Items listed in a dataset
===

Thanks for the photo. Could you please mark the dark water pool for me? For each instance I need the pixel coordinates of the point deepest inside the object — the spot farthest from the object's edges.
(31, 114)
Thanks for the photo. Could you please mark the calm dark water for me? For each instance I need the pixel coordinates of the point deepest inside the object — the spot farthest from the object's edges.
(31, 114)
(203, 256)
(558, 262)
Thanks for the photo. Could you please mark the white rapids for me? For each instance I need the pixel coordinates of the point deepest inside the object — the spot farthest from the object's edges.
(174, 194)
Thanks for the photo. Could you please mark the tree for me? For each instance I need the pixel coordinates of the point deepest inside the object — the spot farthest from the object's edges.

===

_What you should do_
Full transcription, please: every entry, exactly as written.

_Output of the exercise_
Thanks for the photo. Could you please mark the dark water pool for me? For each instance I need the pixel coordinates of the point deepest inside the object — the spot farthest from the object's edges.
(31, 114)
Thanks for the photo. Could you please mark the calm dark water for me? For each instance I need the pixel coordinates of the point deepest inside the object — the spot farthest from the object's edges.
(31, 114)
(203, 256)
(558, 262)
Thanks for the photo. Could you please mark the white rapids for me? For each instance I need the pixel coordinates of the point deepest inside the object — the spot farthest from the object's edges.
(174, 194)
Thanks for the photo. Could you please mark the tree for me? For each instance I need the pixel coordinates of the point deepest inside the object — the spot farthest from the object's edges.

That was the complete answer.